Exercise passage.
Wesley Earl "Wes" Craven (August 2, 1939 - August 30, 2015) was an American film director, producer, and writer, and was the creator of many iconic and genre-defining horror films. He was probably best known for his creation of Freddy Krueger, the dream-haunting villain introduced in A Nightmare on Elm Street (1984), but also found great success a decade later with the movie Scream (1996), a deconstruction of the slasher sub-genre that led to a slew of horror films in the late '90s imitating it.
Born in Cleveland, Ohio, Craven was raised by a Baptist family and was reportedly a target for bullies (including one with the same name as his most famous creation). After leaving home, he gained an education in English literature, psychology, and writing; he then married and started a family. His marriage ended after five years, and his children left with his ex-wife. He moved to New York, and eventually directed The Last House on the Left, followed five years later by The Hills Have Eyes (1977). The success of these movies made him a seminal name in horror cinema.
He additionally directed a number of episodes of The Twilight Zone (1985) as well as the Meryl Streep-starring biopic Music of the Heart (his only PG-rated movie) — from which he joked that he went "from violence to violins" — and wrote one novel, Fountain Society, which deals with scientists doing brain transplants.
Wes Craven died of brain cancer on August 30, 2015. He was 76.
Craven's personal website is located here.
Films directed by Wes Craven include:
- The Last House on the Left (1972)
- The Hills Have Eyes (1977)
- Deadly Blessing (1981)
- Swamp Thing (1982)
- Invitation to Hell (1984)
- A Nightmare on Elm Street (1984)
- The Hills Have Eyes Part II (1984)
- Chiller (1985)
- Deadly Friend (1986)
- The Serpent and the Rainbow (1988)
- Shocker (1989)
- The People Under the Stairs (1991)
- Wes Craven's New Nightmare (1994)
- Vampire in Brooklyn (1995)
- Scream (1996)
- Scream 2 (1997)
- Music of the Heart (1999)
- Scream 3 (2000)
- Cursed (2005)
- Red Eye (2005)
- My Soul to Take (2010)
- Scream 4 (2011)
Common tropes in Wes Craven's work include:
- Action Girl: Nancy Thompson and Sidney Prescott being the most notable examples.
- Adults Are Useless: Either that or the adults are a serious part of the problem.
- Deconstruction: Scream (1996) was so successful that it made the 80s slasher impossible to take seriously anymore. It did however lead to a resurgence of slasher movies in the late 1990s and the 2000s, typically self-aware or at least lampshading several genre tropes.

Record extracts.
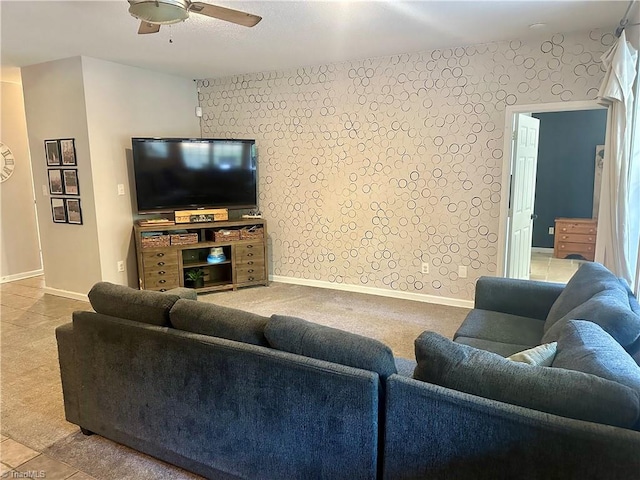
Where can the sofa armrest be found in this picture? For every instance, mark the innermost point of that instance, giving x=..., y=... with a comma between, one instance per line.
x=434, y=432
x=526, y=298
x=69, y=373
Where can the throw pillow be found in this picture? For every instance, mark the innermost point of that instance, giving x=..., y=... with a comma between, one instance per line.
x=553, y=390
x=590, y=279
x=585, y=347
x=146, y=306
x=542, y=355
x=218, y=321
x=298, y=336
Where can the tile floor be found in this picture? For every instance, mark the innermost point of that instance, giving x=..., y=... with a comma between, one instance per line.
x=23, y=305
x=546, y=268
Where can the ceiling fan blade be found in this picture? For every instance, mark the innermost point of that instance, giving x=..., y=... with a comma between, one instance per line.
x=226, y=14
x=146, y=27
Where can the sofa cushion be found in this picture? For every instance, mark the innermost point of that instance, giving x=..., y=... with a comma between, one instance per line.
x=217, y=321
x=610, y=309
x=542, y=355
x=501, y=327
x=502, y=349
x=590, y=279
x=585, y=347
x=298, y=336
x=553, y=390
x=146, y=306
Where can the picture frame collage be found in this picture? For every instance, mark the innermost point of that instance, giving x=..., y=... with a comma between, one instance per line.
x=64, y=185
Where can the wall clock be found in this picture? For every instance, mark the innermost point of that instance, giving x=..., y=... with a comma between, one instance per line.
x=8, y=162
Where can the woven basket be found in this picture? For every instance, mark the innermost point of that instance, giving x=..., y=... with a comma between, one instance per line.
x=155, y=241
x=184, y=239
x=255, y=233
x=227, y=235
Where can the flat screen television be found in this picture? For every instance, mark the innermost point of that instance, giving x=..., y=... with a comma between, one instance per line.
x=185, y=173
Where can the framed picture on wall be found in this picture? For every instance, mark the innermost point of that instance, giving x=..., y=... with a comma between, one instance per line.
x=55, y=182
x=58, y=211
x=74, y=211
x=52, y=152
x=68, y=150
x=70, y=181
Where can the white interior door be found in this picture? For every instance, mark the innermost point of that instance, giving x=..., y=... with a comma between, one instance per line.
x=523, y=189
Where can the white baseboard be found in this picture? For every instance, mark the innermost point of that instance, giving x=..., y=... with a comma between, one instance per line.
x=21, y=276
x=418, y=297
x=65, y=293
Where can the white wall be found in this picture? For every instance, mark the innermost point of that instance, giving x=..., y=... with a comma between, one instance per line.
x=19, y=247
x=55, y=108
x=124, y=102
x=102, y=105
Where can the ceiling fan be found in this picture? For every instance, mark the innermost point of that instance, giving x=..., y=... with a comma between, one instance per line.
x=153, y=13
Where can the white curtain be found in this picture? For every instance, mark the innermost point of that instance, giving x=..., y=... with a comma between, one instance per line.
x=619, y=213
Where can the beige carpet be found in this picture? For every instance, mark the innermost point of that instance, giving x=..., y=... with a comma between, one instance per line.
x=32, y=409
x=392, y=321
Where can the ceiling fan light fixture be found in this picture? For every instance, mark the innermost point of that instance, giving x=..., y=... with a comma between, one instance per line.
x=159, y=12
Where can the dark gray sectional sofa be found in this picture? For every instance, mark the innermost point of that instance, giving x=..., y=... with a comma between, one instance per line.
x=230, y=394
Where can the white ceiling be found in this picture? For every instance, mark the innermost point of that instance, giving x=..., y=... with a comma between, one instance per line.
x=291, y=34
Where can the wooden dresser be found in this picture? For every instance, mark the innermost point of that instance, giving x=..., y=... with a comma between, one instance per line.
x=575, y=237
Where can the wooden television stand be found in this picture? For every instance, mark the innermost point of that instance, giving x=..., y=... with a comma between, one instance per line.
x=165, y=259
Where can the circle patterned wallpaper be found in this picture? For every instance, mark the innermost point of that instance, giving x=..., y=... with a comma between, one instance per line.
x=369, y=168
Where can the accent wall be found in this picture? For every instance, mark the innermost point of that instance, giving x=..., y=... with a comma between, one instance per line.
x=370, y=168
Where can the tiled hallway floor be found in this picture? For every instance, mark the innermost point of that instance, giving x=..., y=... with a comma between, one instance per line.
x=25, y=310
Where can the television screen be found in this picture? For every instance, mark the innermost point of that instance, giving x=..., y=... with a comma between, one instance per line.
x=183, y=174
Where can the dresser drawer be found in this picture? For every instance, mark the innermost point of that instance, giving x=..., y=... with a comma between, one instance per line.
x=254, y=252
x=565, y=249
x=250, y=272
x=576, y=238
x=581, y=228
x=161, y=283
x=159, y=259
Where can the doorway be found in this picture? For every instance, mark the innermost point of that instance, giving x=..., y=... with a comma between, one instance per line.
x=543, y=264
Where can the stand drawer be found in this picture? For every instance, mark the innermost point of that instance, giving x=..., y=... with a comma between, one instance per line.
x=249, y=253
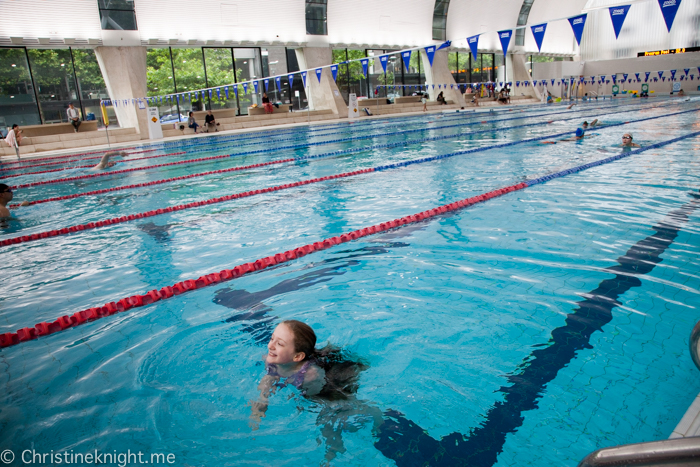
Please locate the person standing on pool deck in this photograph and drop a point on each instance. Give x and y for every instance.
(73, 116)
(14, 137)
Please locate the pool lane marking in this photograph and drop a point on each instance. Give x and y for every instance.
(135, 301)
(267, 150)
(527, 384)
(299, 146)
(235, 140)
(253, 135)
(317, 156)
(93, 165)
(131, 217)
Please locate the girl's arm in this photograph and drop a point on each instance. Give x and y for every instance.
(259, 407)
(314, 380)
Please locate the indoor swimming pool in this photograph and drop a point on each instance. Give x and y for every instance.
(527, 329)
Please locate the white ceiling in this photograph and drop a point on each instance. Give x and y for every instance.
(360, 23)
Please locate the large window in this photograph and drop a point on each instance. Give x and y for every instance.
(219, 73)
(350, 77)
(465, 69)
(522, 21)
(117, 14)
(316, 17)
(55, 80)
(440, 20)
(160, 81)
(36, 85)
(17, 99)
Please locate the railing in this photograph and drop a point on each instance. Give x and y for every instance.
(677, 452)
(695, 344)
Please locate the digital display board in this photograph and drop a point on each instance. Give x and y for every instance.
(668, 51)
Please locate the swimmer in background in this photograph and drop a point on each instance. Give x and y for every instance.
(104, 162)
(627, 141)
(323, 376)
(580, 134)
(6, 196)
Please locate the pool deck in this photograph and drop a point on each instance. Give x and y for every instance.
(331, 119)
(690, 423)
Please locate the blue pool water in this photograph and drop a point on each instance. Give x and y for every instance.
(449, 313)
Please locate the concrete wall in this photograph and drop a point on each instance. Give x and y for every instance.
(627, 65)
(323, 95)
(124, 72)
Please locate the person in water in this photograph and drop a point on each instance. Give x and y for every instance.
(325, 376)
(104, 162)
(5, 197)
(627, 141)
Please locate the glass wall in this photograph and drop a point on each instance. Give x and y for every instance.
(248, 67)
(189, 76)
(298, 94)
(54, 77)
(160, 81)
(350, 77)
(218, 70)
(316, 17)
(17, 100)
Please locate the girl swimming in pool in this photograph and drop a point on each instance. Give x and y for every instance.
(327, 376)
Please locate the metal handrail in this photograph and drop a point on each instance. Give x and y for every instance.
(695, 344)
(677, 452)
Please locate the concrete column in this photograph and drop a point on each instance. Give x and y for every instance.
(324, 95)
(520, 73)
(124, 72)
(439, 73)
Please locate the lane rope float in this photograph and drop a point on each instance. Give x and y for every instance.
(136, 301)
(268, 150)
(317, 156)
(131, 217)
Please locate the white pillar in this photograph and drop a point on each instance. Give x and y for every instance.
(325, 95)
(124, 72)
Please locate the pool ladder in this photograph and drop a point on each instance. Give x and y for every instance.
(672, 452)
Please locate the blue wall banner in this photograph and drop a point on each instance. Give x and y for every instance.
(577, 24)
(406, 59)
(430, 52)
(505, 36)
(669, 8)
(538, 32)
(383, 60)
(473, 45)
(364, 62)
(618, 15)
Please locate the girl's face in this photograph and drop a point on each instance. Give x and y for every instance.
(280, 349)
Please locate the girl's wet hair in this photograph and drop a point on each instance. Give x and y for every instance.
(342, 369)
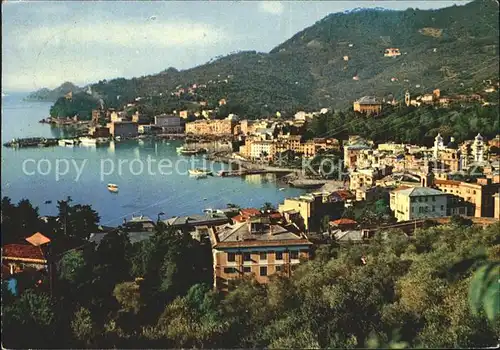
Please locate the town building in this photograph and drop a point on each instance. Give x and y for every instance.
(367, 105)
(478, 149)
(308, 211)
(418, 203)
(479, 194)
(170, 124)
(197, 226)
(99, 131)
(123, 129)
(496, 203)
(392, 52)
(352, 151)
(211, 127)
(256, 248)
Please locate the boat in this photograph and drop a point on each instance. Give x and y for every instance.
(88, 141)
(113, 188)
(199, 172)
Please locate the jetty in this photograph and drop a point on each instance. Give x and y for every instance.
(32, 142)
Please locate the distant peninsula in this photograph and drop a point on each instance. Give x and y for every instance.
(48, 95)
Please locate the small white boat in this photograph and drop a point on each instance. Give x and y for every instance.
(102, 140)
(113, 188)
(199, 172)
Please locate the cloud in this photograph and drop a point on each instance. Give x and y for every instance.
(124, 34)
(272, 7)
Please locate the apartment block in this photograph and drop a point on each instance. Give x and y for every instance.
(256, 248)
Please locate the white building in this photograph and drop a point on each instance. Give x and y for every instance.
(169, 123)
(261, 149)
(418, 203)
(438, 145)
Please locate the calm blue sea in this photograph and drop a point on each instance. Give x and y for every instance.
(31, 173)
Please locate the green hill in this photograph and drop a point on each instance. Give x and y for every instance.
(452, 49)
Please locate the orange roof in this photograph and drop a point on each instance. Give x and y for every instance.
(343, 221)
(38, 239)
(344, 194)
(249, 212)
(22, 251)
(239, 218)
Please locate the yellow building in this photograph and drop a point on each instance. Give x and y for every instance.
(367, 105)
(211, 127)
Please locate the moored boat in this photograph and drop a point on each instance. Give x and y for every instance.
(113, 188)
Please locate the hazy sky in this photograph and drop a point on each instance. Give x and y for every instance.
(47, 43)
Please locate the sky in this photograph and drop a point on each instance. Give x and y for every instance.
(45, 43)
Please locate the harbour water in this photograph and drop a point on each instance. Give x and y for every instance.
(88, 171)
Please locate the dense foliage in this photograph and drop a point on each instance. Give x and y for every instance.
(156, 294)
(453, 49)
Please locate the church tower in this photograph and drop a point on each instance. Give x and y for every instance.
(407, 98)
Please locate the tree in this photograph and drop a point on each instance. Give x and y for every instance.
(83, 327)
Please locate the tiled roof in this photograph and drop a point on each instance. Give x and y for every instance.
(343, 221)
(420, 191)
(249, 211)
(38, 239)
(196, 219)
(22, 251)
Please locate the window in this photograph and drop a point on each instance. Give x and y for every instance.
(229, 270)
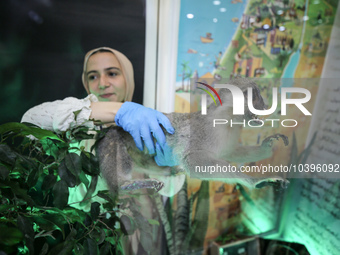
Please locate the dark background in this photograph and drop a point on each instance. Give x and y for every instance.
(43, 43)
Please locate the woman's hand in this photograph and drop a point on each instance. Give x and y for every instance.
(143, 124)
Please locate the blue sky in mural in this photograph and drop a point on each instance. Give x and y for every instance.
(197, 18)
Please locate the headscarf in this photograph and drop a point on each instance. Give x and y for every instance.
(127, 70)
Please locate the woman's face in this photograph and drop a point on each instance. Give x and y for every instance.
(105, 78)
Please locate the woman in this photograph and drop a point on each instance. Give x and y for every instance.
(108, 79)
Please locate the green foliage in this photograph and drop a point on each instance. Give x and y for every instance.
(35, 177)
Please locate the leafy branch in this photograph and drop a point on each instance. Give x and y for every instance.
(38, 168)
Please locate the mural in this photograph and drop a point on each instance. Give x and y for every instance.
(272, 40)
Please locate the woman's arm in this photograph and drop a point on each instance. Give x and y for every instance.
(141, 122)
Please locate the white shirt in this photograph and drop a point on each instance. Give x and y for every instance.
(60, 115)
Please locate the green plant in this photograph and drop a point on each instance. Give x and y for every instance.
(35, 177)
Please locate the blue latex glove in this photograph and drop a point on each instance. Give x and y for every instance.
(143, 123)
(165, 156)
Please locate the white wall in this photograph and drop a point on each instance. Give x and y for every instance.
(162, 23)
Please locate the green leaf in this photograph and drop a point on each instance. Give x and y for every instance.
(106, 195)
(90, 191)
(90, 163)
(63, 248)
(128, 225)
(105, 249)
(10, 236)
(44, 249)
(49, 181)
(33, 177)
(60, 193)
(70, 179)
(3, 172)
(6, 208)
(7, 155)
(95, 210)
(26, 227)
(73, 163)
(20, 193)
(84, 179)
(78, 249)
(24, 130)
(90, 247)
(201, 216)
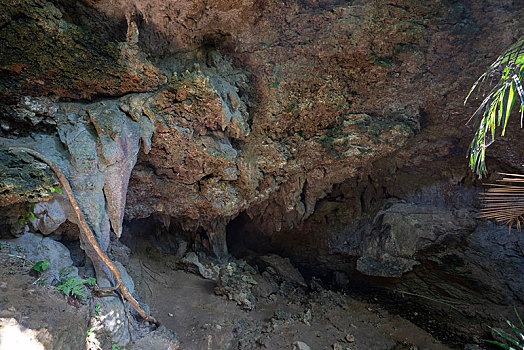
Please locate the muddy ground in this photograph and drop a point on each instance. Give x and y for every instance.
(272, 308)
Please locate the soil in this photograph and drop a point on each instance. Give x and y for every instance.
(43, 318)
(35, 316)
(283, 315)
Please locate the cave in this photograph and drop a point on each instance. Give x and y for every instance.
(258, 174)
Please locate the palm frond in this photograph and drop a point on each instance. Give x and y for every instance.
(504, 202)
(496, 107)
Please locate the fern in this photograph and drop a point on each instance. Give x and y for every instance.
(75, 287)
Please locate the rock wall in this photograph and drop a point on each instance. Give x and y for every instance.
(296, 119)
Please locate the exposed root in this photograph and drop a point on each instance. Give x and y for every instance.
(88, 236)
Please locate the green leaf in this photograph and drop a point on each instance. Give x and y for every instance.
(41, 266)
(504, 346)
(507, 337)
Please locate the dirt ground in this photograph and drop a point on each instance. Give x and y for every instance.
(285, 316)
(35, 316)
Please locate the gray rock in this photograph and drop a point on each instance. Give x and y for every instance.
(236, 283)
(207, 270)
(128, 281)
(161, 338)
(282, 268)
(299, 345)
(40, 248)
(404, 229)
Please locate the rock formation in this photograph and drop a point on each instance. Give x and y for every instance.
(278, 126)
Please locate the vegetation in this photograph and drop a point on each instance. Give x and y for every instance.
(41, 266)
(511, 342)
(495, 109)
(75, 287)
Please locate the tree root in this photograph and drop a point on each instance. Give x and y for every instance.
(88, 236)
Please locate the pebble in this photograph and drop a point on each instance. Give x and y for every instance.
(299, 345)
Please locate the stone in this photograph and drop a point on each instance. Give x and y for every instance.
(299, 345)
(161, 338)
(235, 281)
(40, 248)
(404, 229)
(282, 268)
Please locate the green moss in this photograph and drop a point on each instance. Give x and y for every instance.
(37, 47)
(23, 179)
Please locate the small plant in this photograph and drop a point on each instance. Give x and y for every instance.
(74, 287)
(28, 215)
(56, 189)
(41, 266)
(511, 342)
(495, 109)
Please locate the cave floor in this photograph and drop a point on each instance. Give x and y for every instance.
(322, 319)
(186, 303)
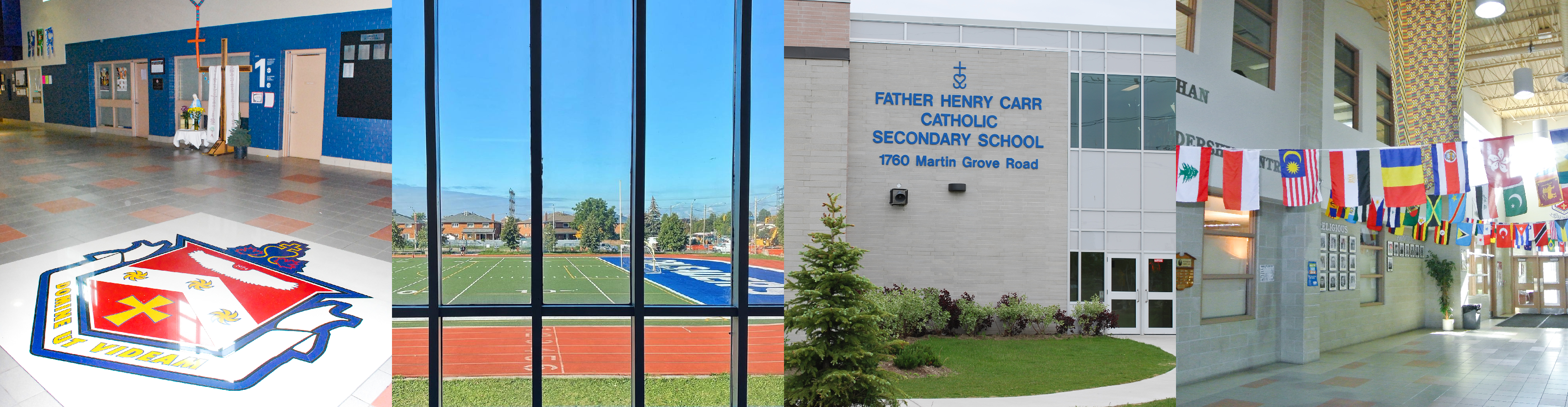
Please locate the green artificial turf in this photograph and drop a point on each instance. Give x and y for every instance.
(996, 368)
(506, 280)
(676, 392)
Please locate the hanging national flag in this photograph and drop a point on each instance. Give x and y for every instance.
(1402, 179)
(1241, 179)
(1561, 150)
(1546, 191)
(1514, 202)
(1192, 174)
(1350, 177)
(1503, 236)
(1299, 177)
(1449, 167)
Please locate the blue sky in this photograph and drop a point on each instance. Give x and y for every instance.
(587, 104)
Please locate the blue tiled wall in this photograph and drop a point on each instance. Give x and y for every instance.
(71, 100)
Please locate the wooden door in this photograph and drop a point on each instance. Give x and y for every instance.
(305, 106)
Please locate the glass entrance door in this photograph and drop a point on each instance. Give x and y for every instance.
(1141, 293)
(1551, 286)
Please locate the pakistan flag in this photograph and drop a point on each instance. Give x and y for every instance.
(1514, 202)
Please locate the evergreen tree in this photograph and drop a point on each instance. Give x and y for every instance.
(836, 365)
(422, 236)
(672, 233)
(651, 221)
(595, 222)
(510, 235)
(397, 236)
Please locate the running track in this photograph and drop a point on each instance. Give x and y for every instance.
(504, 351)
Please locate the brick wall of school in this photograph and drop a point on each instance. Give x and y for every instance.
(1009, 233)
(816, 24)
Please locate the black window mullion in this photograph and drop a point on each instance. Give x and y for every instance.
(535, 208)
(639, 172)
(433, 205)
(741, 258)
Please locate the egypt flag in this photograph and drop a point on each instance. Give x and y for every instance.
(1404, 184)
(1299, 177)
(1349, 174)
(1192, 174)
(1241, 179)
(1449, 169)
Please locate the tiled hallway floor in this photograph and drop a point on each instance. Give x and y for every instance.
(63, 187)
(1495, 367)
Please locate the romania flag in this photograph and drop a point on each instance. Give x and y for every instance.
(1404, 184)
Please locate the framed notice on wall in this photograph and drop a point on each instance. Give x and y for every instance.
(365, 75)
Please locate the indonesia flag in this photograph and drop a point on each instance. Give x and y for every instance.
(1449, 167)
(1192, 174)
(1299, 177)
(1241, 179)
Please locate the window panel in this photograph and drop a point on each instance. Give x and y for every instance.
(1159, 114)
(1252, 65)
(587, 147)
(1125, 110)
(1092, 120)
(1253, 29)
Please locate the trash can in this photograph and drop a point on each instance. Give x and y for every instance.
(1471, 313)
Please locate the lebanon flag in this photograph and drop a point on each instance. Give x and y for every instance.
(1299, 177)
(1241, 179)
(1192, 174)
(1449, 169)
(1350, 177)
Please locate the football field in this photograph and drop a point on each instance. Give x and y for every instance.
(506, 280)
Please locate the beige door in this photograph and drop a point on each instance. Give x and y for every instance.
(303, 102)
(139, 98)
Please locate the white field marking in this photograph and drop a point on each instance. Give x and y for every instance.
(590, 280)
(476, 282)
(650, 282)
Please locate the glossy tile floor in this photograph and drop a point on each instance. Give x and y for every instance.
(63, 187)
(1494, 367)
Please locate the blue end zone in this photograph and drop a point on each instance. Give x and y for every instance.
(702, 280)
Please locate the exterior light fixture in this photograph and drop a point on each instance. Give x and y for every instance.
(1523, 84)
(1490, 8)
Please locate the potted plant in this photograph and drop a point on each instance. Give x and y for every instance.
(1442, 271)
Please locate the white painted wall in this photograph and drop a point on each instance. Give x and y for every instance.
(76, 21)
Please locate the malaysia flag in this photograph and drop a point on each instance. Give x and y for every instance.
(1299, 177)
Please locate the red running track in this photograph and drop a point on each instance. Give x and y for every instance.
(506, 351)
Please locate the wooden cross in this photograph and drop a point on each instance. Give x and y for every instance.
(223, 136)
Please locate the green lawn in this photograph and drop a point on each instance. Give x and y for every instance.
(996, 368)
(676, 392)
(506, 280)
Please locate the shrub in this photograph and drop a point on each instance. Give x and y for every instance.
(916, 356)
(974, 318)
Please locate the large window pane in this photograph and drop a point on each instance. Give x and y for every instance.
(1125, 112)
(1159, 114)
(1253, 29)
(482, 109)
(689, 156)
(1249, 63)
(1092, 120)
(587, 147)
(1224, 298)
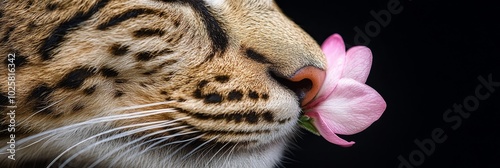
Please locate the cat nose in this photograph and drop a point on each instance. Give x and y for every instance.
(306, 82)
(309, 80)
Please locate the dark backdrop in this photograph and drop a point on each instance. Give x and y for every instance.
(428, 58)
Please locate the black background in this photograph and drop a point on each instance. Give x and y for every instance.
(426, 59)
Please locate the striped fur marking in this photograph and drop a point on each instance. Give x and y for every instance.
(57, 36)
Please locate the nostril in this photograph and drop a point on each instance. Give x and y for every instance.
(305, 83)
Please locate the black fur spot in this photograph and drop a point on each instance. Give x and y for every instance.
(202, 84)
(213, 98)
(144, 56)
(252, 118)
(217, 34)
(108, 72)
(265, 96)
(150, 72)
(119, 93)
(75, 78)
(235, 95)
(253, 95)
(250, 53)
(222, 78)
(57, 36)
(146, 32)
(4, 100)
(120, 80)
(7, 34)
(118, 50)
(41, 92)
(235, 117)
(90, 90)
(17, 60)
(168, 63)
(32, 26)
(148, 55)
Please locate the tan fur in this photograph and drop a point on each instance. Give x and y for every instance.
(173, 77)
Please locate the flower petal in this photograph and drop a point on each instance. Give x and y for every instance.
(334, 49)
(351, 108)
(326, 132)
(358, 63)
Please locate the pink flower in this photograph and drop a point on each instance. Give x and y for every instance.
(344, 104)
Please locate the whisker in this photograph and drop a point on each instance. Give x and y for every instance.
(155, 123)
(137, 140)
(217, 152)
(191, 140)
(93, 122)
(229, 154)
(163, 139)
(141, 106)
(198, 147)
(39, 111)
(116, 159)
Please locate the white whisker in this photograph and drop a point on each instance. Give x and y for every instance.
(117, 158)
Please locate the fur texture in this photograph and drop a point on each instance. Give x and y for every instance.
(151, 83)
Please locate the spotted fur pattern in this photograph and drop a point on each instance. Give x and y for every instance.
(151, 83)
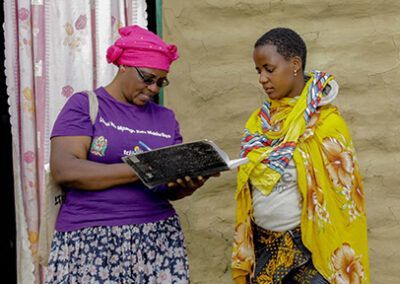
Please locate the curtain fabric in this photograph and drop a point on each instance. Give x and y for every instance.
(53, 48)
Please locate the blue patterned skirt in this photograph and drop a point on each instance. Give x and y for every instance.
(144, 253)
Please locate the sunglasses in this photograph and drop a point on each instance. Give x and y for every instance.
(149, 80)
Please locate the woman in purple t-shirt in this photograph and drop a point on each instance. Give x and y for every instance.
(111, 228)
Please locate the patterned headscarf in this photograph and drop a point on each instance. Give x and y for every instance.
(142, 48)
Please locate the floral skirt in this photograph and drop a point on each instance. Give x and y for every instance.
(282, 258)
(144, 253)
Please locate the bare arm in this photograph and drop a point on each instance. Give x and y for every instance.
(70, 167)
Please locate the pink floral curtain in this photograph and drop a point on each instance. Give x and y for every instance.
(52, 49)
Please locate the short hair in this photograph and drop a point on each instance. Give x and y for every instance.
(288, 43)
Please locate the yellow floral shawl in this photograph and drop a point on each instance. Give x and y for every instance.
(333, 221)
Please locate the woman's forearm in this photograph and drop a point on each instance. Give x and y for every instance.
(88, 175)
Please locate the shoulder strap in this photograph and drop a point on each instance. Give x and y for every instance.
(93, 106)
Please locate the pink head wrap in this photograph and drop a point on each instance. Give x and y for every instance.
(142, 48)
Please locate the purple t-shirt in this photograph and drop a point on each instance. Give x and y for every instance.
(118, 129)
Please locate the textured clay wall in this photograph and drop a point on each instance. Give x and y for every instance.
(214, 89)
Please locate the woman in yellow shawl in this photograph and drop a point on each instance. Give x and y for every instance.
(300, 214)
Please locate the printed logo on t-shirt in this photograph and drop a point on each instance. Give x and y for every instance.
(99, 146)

What this exercise asks.
a – From the film list in the Wes Craven profile, name every film released in the 1990s, with its year.
b – Write the next part of the Wes Craven profile, picking up after its last line.

Answers by item number.
a –
The People Under the Stairs (1991)
Wes Craven's New Nightmare (1994)
Vampire in Brooklyn (1995)
Scream (1996)
Scream 2 (1997)
Music of the Heart (1999)

b –
- Decoy Protagonist: Most of his films start out with a character who is set up to become the protagonist, only to die so that the focus can be shifted to someone else for the remainder of the story.
- Family-Unfriendly Violence: Virtually all of his movies.
- Final Girl: In most films, although Shocker features a Final Guy.
- Gorn: A Nightmare on Elm Street (1984), in particular.
- Now I Lay Me Down to Sleep: On A Nightmare on Elm Street (1984), The People Under the Stairs and My Soul to Take.
- Police Are Useless: Cops are usually incompetent, though well-meaning. Oftentimes they're a complete hindrance to the main characters.
- Postmodernism: Wes Craven's New Nightmare and the Scream movies take this up to eleven.
- Practically Joker: Most of his Evil Is Hammy Slasher Movie villains are this, best examples are Freddy Krueger and anyone who is Laughably Evil as a Ghostface.
- Rape as Drama: His characters tended to either be raped, are implied to be raped, are raped as a backstory, or are rapists themselves.
- Shout-Out:
- The Last House on the Left is a loose retelling (with a Setting Update) of Ingmar Bergman's The Virgin Spring.
- In one scene during A Nightmare on Elm Street (1984), Sam Raimi's The Evil Dead is playing on a TV in the background, which itself is a Shout-Out to Sam Raimi putting a poster of Craven's The Hills Have Eyes in the background of The Evil Dead.
- Slasher Movie: Two of the most famous examples, too.
- Take That!: One of the working titles for The Last House on the Left was Krug & Company. That title and the name "Freddy Krueger" were both taken from a bully from Craven's childhood.
- The first monster you have to scare the audience with is yourself.